Edit the data so that every "single point" becomes "single dot", and keep everything else the same.

─── Records supplied

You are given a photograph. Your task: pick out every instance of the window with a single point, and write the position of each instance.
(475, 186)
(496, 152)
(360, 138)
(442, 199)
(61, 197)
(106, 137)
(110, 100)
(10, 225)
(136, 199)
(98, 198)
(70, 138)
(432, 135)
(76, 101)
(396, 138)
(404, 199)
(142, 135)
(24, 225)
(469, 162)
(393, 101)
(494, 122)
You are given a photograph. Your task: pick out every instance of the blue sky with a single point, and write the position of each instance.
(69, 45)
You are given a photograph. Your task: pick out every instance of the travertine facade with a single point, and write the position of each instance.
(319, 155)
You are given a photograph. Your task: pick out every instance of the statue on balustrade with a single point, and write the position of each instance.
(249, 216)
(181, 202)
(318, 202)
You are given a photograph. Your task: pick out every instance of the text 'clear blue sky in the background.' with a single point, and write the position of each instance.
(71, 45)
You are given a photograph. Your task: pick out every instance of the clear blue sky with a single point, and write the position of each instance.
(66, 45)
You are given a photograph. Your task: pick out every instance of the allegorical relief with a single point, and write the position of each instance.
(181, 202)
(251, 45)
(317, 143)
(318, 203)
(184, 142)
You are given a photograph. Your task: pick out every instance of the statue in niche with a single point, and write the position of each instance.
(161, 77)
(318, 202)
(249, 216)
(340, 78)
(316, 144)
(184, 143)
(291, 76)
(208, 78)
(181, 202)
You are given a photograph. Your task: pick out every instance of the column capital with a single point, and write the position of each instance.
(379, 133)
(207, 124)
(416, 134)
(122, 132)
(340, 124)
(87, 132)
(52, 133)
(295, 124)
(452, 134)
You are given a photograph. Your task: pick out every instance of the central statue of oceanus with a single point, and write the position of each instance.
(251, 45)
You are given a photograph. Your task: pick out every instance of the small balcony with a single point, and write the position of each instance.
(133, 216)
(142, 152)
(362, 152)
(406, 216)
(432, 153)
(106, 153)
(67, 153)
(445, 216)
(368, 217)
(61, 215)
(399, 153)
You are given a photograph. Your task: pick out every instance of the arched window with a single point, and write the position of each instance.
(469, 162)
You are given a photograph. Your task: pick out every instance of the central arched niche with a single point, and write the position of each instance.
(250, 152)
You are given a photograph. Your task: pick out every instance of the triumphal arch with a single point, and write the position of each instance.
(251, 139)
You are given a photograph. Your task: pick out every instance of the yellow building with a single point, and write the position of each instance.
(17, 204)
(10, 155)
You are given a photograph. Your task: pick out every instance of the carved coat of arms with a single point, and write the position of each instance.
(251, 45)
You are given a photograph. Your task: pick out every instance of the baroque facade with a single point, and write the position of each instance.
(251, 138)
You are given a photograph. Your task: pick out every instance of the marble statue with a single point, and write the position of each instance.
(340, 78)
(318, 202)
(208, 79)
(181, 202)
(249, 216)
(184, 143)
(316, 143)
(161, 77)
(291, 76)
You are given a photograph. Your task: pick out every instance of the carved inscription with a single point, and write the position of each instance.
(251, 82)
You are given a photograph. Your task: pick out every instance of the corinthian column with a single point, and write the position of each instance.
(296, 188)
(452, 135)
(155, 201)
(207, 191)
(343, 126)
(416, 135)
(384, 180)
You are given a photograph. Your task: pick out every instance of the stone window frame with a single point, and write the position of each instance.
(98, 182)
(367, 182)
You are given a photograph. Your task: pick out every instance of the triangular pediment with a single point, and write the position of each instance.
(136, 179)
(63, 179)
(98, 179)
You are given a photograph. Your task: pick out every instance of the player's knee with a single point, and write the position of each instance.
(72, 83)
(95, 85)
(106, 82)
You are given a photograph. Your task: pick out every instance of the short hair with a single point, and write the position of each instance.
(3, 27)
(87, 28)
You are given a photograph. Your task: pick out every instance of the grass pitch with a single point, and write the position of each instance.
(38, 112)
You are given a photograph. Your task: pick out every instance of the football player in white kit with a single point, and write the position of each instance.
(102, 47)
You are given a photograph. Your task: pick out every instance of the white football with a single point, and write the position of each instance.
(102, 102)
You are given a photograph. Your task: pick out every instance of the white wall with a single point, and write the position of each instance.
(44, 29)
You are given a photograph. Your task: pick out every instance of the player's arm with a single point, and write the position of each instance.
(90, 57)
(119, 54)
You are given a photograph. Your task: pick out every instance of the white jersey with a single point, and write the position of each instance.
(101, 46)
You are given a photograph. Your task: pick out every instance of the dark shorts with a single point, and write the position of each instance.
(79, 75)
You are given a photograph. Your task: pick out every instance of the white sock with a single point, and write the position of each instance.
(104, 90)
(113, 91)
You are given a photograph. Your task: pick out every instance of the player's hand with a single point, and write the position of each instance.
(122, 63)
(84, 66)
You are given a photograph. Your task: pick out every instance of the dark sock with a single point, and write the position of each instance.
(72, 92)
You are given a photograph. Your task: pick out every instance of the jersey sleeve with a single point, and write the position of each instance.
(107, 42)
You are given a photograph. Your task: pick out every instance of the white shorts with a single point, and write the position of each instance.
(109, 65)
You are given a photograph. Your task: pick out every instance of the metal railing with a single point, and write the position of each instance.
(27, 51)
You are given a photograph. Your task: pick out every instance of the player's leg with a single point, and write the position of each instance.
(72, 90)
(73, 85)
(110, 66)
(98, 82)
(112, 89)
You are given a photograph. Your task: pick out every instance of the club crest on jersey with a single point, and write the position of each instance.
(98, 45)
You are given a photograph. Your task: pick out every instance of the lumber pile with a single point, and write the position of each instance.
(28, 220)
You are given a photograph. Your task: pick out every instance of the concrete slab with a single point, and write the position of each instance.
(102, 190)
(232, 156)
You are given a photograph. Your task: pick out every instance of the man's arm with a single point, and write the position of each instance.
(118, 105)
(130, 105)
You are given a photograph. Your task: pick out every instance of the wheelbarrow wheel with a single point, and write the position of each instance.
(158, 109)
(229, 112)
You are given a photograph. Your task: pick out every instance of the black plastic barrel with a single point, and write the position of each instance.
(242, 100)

──────

**Exercise answer**
You are given a photograph. Your task: pick out every instance of the window with a single dot, and write the position of each instance.
(475, 186)
(496, 152)
(360, 138)
(442, 199)
(61, 197)
(106, 137)
(110, 100)
(10, 225)
(136, 199)
(98, 198)
(70, 138)
(432, 135)
(76, 101)
(396, 138)
(404, 199)
(142, 135)
(24, 225)
(469, 162)
(393, 101)
(494, 122)
You are given a photograph. Your task: pick out every instance of the blue sky with a single dot, and write the position of each instance.
(69, 45)
You are given a photograph. Your task: pick out every instance of the travertine facade with a single dot, and write the position of each instance.
(319, 155)
You are given a photograph. Your task: pick out every instance of the statue on balustrade with a single dot, and write the position of each instance.
(249, 216)
(181, 202)
(318, 202)
You are given a photograph. Your task: pick out every instance of the text 'clear blue sky in the background.' with a single dot, and write the position of each instance.
(71, 45)
You are given a photograph. Your task: pick out every instance of the clear blue sky with a single dot, and write the position of each instance.
(66, 45)
You are given a photograph. Your task: pick out every instance of the allegorical relief with a single dot, and write the position of each instance.
(181, 202)
(251, 45)
(317, 143)
(318, 203)
(184, 142)
You are given a photograph. Your task: pick out every instance of the statue in niche with a single dot, and write the position of each instance.
(161, 77)
(318, 202)
(249, 216)
(340, 78)
(316, 144)
(184, 143)
(291, 76)
(208, 78)
(181, 202)
You are given a photograph. Your task: pick out every instance of the column capital with a single dot, and write the position of each instance.
(379, 133)
(207, 124)
(416, 134)
(122, 132)
(340, 124)
(87, 132)
(52, 133)
(295, 124)
(452, 134)
You are given a photograph. Your task: pick out every instance of the central statue of oceanus with a single dot, and write the position of each instance.
(251, 45)
You are given a photograph. Your task: pick out every instance of the small balcony with a single dot, and write the position of each instance.
(133, 216)
(142, 152)
(362, 152)
(406, 216)
(432, 153)
(106, 153)
(67, 153)
(445, 216)
(368, 217)
(61, 215)
(399, 153)
You are given a photograph. Your task: pick out every instance of the arched window with a single dot, and write the position of each instance.
(469, 162)
You are given a photograph. Your task: pick out every instance of the central arched niche with a single dot, and write the position of each instance.
(250, 152)
You are given a photograph. Your task: pick out every instance of the triumphal arch with a single dot, and write the position of each instance.
(251, 139)
You are given a photograph. Your task: pick out every instance of the yellow building with a single dot, and write the position of each instance.
(17, 204)
(10, 155)
You are given a photograph. Your task: pick out every instance of the carved coat of arms with a single dot, and write the position of each instance.
(251, 45)
You are given a photograph. Your task: pick out every instance of the baroque facade with a single dot, and write the position of each instance.
(251, 138)
You are given a photograph. Your task: pick out every instance of the marble statue with a single dot, and write the position of each instance.
(340, 78)
(318, 202)
(208, 79)
(181, 202)
(249, 216)
(184, 143)
(316, 143)
(161, 77)
(291, 76)
You are given a photograph. Your task: pick out every instance of the carved inscription with a single dot, and write the position of each instance.
(251, 82)
You are given a photograph. Your task: pick out every instance of the corinthian column with a single dot, and write the position of each instance.
(296, 188)
(452, 135)
(155, 201)
(207, 191)
(343, 126)
(416, 135)
(384, 180)
You are given a photograph. Your task: pick out every instance of the stone window frame with a single dot, and write the position of each instance.
(98, 182)
(367, 182)
You are given a photograph. Your task: pick out every instance of the triangular pediment with a single dot, and write the position of each instance.
(136, 179)
(63, 179)
(98, 179)
You are given a photograph. Your task: pick out every instance of the player's knee with a single dot, and write the position of each instance.
(72, 83)
(95, 85)
(106, 82)
You are given a photograph. Your task: pick out every instance of the short hair with a single dot, and write the position of each instance.
(3, 27)
(87, 28)
You are given a photograph. Your task: pick out every instance of the grass pitch with a single dot, and write the position of each instance.
(38, 112)
You are given a photograph. Your task: pick out every instance of the football player in white kit with a single dot, and write the position of each instance.
(102, 47)
You are given a photograph. Your task: pick out every instance of the white football with a single dot, and write the position of each instance.
(102, 102)
You are given a photograph. Your task: pick out every instance of the white wall with a single dot, and write the position of each instance.
(44, 29)
You are given a photograph. Your task: pick out every instance of the player's arm with a single dot, and write the position of each instance.
(90, 57)
(119, 54)
You are given a photograph. Your task: pick out every instance of the white jersey with a single dot, and write the position of each instance.
(101, 46)
You are given a photograph. Your task: pick out every instance of the dark shorts with a single dot, and write the position of each instance.
(79, 75)
You are given a photograph. Your task: pick out every instance of the white sock with a single dot, and write the position of each instance.
(104, 90)
(113, 91)
You are given a photograph. Your task: pick out every instance of the player's hand with a single dot, and write the position of each instance.
(122, 63)
(84, 66)
You are given a photograph. Your task: pick out every instance of the dark sock with a single dot, and write the position of each instance.
(72, 92)
You are given a photograph. Your task: pick out every instance of the jersey sleeve with a single dot, and write the position of each instance.
(107, 42)
You are given a photograph. Your task: pick out every instance of the white shorts with a single dot, and write the position of each instance.
(109, 65)
You are given a photograph. Your task: pick out every instance of the metal railing with a single dot, and write the position of each instance.
(27, 51)
You are given a photograph. Your task: pick out every instance of the player's leg with a single dot, and write the position of each instance.
(72, 90)
(73, 85)
(110, 66)
(98, 82)
(112, 89)
You are given a photograph. Your task: pick out every instance of the club crest on jersey with a single dot, and write the position of each instance.
(98, 45)
You are given a photograph. Your task: pick out every instance of the lumber pile with a single dot, and write the position of each instance.
(28, 220)
You are given a photograph. Your task: pick out every instance of the concrete slab with a single dot, and write the position of each instance.
(102, 190)
(232, 156)
You are given a photograph. Your task: pick out every instance of the man's arm with a single dot, and write the position of each instance.
(118, 105)
(130, 105)
You are given a photograph. Your task: pick out every instance of the wheelbarrow wheel with a single dot, and write the position of each instance.
(158, 109)
(229, 112)
You are given a photograph. Your task: pick out every instance of the black plastic barrel with a single dot, and write the position of each instance.
(242, 100)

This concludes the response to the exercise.